◆ **Work to be completed**
From first line to last, transcribe the listing exactly and skip any image.

☆ ☆ ☆ ☆ ☆ ☆ ☆

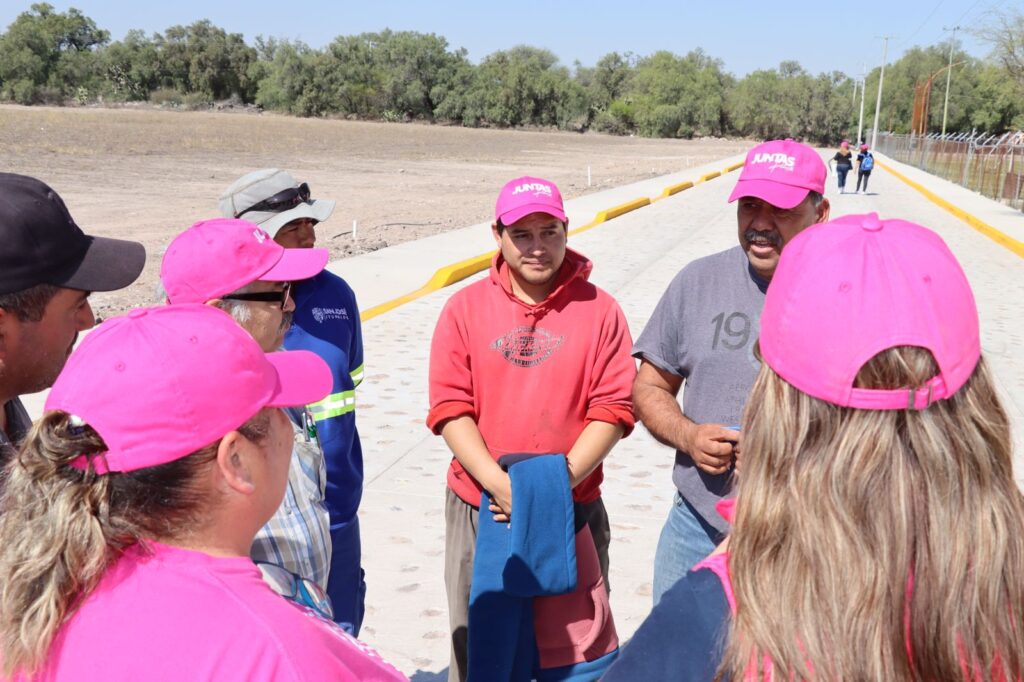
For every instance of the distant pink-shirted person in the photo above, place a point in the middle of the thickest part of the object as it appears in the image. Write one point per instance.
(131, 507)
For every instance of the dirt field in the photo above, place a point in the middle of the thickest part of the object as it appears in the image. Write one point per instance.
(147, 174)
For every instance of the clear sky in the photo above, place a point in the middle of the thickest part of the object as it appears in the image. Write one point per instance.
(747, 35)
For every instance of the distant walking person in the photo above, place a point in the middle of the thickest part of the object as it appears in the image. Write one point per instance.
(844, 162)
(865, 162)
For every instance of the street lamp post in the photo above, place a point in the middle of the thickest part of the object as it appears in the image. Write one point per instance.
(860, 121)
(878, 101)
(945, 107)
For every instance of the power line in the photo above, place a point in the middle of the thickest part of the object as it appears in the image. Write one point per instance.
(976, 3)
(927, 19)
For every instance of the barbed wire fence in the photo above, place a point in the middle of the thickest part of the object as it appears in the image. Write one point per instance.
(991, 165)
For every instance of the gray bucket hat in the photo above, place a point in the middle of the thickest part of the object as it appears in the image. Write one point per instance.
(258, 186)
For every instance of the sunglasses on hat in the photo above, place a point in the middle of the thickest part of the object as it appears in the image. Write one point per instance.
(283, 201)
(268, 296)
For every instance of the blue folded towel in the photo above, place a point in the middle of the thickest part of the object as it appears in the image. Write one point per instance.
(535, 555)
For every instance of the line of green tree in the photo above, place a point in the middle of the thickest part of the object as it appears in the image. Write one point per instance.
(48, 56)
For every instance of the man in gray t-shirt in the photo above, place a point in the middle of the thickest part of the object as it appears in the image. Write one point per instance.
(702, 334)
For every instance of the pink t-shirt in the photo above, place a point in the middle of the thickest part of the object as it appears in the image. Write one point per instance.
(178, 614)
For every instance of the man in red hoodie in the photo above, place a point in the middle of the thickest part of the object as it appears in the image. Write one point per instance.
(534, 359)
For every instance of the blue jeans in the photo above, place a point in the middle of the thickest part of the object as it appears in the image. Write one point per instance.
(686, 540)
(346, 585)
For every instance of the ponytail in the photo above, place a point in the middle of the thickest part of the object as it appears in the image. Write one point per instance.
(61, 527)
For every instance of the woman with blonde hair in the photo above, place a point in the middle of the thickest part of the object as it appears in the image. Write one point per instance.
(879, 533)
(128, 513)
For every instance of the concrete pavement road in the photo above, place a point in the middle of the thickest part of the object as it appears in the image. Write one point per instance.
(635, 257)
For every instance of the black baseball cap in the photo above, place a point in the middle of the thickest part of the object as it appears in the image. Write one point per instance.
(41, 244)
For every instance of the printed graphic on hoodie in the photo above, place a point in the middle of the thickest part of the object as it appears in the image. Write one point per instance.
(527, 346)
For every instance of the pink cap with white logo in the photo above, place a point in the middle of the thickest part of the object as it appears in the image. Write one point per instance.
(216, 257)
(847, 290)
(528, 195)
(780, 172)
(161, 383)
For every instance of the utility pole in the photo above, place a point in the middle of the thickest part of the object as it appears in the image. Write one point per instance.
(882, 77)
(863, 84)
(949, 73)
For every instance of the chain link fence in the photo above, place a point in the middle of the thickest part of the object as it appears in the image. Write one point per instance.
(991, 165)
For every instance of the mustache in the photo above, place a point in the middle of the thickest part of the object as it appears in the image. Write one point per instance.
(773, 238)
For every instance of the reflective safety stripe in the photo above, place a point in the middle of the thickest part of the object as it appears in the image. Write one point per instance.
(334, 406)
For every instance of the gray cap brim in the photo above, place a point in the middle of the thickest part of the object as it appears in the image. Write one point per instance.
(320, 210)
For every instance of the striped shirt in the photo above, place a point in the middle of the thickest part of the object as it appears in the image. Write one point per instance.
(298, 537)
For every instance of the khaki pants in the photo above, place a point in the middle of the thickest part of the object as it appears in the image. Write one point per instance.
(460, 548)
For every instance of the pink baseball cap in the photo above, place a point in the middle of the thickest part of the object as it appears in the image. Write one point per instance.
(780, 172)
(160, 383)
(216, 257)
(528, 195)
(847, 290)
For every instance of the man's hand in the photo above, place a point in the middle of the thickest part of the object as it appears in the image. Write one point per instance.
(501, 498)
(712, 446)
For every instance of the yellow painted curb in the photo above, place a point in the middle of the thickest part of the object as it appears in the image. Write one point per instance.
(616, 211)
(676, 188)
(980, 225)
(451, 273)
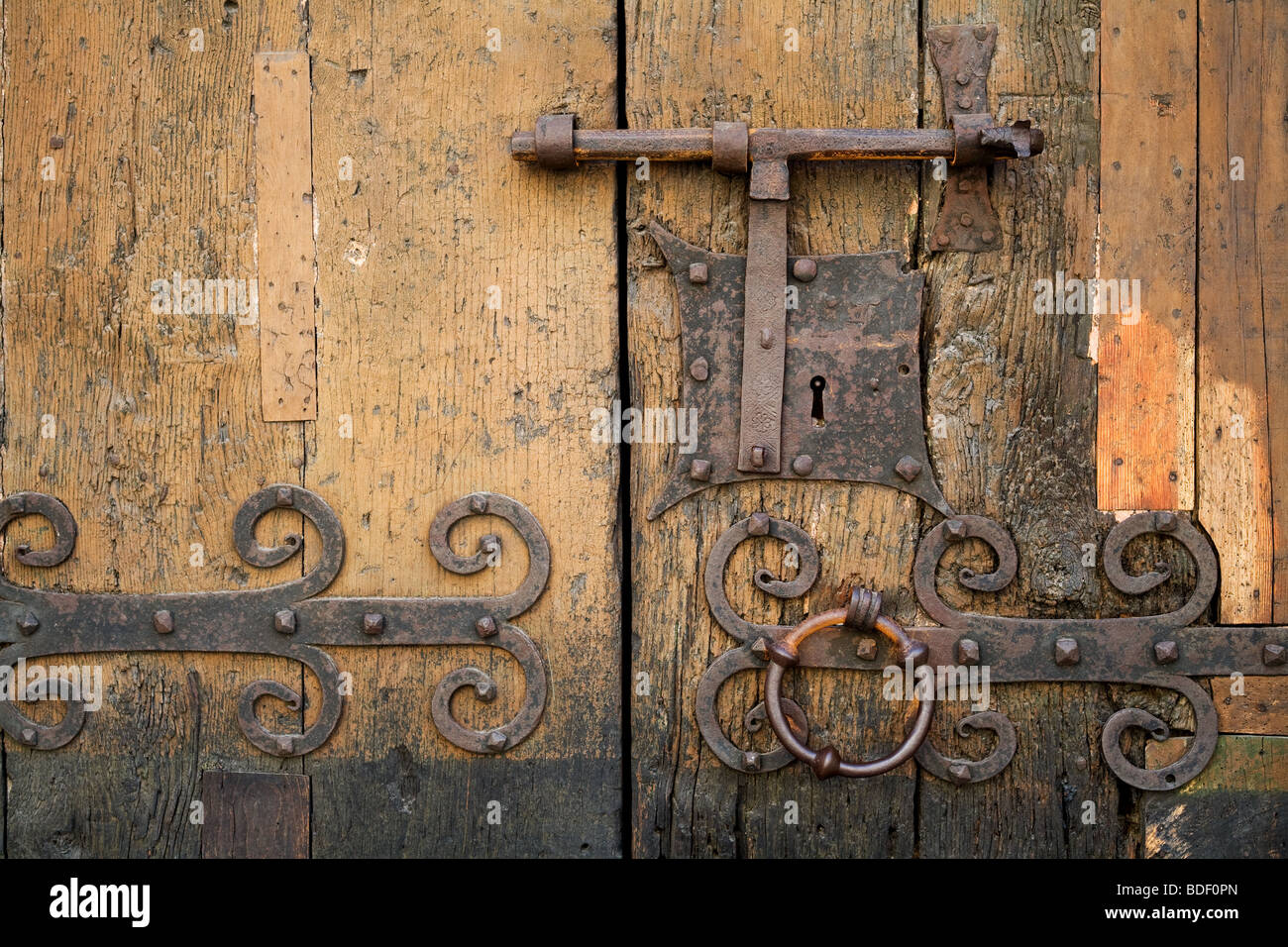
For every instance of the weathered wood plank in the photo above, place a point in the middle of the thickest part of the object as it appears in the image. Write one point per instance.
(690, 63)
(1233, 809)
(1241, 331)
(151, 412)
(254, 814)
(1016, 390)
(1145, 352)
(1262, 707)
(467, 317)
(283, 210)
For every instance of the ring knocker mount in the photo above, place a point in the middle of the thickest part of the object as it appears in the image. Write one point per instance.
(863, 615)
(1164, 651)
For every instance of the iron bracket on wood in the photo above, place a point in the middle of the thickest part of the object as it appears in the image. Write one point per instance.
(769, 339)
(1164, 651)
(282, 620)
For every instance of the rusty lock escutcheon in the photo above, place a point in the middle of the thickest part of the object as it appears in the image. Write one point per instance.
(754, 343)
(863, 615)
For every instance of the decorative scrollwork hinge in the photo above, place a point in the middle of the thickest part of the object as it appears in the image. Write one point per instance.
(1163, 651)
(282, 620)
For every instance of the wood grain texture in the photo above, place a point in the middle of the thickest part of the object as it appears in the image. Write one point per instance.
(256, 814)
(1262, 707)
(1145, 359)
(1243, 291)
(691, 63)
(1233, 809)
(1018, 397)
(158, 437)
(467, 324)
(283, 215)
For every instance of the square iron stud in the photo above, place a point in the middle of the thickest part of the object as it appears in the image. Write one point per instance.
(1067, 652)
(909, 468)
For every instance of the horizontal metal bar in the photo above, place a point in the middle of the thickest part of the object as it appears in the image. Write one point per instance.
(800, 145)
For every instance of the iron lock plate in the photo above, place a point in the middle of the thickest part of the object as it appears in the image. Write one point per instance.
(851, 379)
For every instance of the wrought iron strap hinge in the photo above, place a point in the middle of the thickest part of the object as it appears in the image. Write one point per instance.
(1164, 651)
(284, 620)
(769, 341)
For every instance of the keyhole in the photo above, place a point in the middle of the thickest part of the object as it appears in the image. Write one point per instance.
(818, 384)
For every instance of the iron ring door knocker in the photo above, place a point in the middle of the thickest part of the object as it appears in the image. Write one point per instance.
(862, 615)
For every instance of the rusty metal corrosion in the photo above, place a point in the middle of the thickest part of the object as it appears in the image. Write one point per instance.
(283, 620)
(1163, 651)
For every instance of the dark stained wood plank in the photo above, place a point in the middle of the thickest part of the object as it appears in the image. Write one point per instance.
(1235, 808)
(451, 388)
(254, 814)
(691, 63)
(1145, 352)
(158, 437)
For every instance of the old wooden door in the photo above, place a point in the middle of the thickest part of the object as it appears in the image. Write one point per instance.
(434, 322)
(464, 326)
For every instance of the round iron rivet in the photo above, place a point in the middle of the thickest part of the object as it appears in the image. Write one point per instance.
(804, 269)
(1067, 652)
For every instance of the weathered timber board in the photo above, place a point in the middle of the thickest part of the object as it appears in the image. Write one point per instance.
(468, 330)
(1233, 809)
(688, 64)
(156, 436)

☆ ☆ ☆ ☆ ☆ ☆ ☆

◆ **Solution for this problem**
For every instance of the distant pink-shirted person in the photo above, place a point in the middle of the thickest part of the object as it appears in the image. Write one point per instance.
(131, 507)
For every instance of the dirt field in the photo above, place a point in the middle of the thickest part of the object as it appears in the image. Write one point per instance.
(147, 174)
For every instance of the clear sky in the photo above, place a point in the middle of the thickest part of the object as it appears in the image. Write one point per instance.
(747, 35)
For every instance of the distant walking person in the photo above, place a point in the middle of the thickest part of the object as it appears in the image. Write one point per instance.
(844, 162)
(865, 162)
For every instance of the street lamp post in the photo above, place a point in the middle of the thickest part of the object as it appears in the image. Write one point per instance.
(860, 121)
(878, 101)
(945, 107)
For every instance of the power line in the photo above, place a point in the middle of the thickest part of the object as it appears in the image. Write one point per instance.
(976, 3)
(927, 19)
For every instance of the barbed wire fence in the photo above, place a point in the middle of the thickest part of the object as it appears in the image. Write one point per instance.
(991, 165)
For every instance of the gray bucket hat in the photo above, place a point in the middle of the thickest part of the object as it appears in the image. Write one point per instance.
(258, 186)
For every instance of the sunglasses on hat in the photo above, place a point in the middle of the thickest part of the object as it appears in the image. Write one point per instance.
(283, 201)
(268, 296)
For every instance of the blue folded towel in the photo above, place a point in the middle of the thickest part of the object as it appears in the image. Write one point per instance.
(535, 555)
For every instance of the line of green tree in the photo above, place a point in the middle of the thickest part of the object as it appears in the image. Write one point per instance.
(48, 56)
For every instance of the man in gray t-shirt in the photo above, place a point in the middle of the thickest part of the object as it appears in the image. Write one point per instance.
(702, 334)
For every instance of the pink t-shirt in the photo above, place a point in the middle of the thickest part of the object as it appears in the image. Write one point per instance.
(178, 614)
For every instance of the man in red hoodie in the photo above, place a point in the middle of the thickest part of the object as it appears in the image. Write one point per instance.
(534, 359)
For every instance of the blue jeans in the photo above, place a point in the middle of the thickest part of the object as it appears in the image. Write one point per instance.
(686, 540)
(346, 585)
For every instance of the ponytail in the photo above, place a point in the middle of the thickest part of the object as it appears in the image. Write one point per instance.
(61, 527)
For every instance of the woman with blonde hair in the photo above, place a point in the middle of the thickest part of the object as it appears in the image. Write one point per instance.
(879, 533)
(128, 513)
For every instance of the concrete pavement road in the photo above, place a point in the middle of the thickest part of the object as it appears in the image. Write one point per instance.
(635, 257)
For every instance of the black baseball cap in the photo above, place a point in the middle of the thickest part of the object as it appears in the image. Write one point per instance.
(41, 244)
For every instance of the printed graphic on hoodie in the photo above, place a point in the middle of the thickest part of the object as it appears in the image. Write one point per instance.
(527, 346)
For every instance of the pink cap with white logo in the photo above, place a point in the middle of the thickest part of the object as it appears in the image. Write one point per instance.
(216, 257)
(847, 290)
(528, 195)
(780, 172)
(161, 383)
For every instance of the utility pole in the photo above, place a point in the middle of the thickest part of the object as it appears in the image. Write one point per instance.
(882, 77)
(863, 84)
(949, 73)
For every instance of the chain link fence in the photo above, place a point in the middle of the thickest part of the object as it appears in the image. Write one point per instance.
(991, 165)
For every instance of the mustache in the photo above, place a point in the middle of the thickest part of the object as it appears in the image. Write one point per instance.
(773, 238)
For every instance of the reflective safety stripe in the photo above, place a point in the middle of the thickest part of the object as it appears in the image. Write one point per instance.
(334, 406)
For every instance of the gray cap brim in the photo above, place a point in the middle of the thickest part of the object as it appears in the image. Write one point per instance.
(320, 210)
For every instance of the striped shirt in the photo above, place a point in the middle of the thickest part of the object as it appears in the image. Write one point per instance.
(298, 537)
For every instance of the khaki pants in the photo above, place a point in the middle of the thickest part of the object as it appears in the image. Write one point per instance.
(460, 548)
For every instance of the pink baseball cap in the photo above, place a point in the middle of the thickest part of the object as it appears in the image. Write one point per instance.
(780, 172)
(160, 383)
(216, 257)
(528, 195)
(847, 290)
For every instance of the man's hand in the photo above, place a point in the middle of the thickest part of the object as it appears in the image. Write one point per instance.
(501, 498)
(712, 446)
For every instance of the yellow painted curb in the photo above, place a point in the middle of the thickest part of the object as it appears in the image. Write one point per instance.
(616, 211)
(676, 188)
(980, 225)
(451, 273)
For every instance of the weathered wood plank in the photo above, place a point in the middle of the thickest part of the object as it appears in the image. Write one point per instance.
(690, 63)
(1233, 809)
(1241, 331)
(151, 412)
(254, 814)
(1016, 390)
(1145, 352)
(1262, 707)
(467, 317)
(283, 210)
For every instance of the ring knocker mount in the photo above, place a point in the middle of the thickest part of the object as it appears in the image. Write one point per instance.
(863, 615)
(1164, 651)
For every instance of the iron bracket on wood in the photo above, place a point in the middle of the thickest part of the object as it appears in the image. Write one point per instance.
(769, 339)
(1164, 651)
(282, 620)
For every instance of the rusty lock escutcheon in the photo above, place a point in the middle of the thickest part of the object as it appears in the image. Write one point per instance.
(754, 343)
(863, 615)
For every instance of the decorative scrollwork hinge in the photo above, place a point in the middle of the thickest part of the object as it appears in the image. Write one point per instance.
(1163, 651)
(282, 620)
For every instance of the wood grain texture in the photo above, place a point in the middle of the thickest part of the object as it appears in the image. Write one point per instance.
(256, 814)
(1262, 707)
(1145, 359)
(1243, 291)
(691, 63)
(1233, 809)
(1018, 397)
(158, 437)
(467, 324)
(283, 215)
For every instance of the square iron stud in the photo above, place a point in the middle of the thickest part of the object as it appears in the image. Write one point per instance.
(1067, 652)
(909, 468)
For every instance of the horizontal metal bar in the photo above, place a point in the middle of the thickest part of the object as it appears in the image. Write one point per instance.
(800, 145)
For every instance of the iron lock plate in the photo above, place a point in the middle of the thickest part of the object as it appears in the image. Write one point per instance.
(851, 379)
For every instance of the wrought iron strap hinge in the photo above, place a point in the middle of the thickest part of the object as it appears in the image. Write one point per instance.
(1164, 651)
(284, 620)
(769, 341)
For every instance of the keyhole in the photo above, place a point in the middle of the thickest part of the object as it appears in the image. Write one point per instance.
(818, 384)
For every instance of the iron ring door knocker in the photo above, place a point in the middle of the thickest part of the object as it appears in the image. Write one point per instance.
(862, 615)
For every instance of the rusty metal corrosion in the photo above, place a point in the middle of the thickest part of the object as it appears in the image. Write one point per instance.
(283, 620)
(1163, 651)
For every instance of the dark stained wood plank in the photo above, place a point in the middle of the thickest part of the object as it appears in the image. Write one point per instance.
(1235, 808)
(451, 388)
(254, 814)
(691, 63)
(1145, 352)
(158, 437)
For every instance of the old wooden door in the photo above, place a point in the middle of the thickest part of the object as it appears in the image. Write one point per instance.
(434, 322)
(464, 326)
For every instance of the round iron rivet in the photo above, place a point in the middle of the thickest part of the object as it appears in the image. Write one point per instance.
(804, 269)
(1067, 652)
For every instance of the weathered timber board in the photo above, place a point in the middle of the thickest part of the object as it appears in the image. Write one point per instance.
(468, 330)
(1233, 809)
(688, 64)
(156, 436)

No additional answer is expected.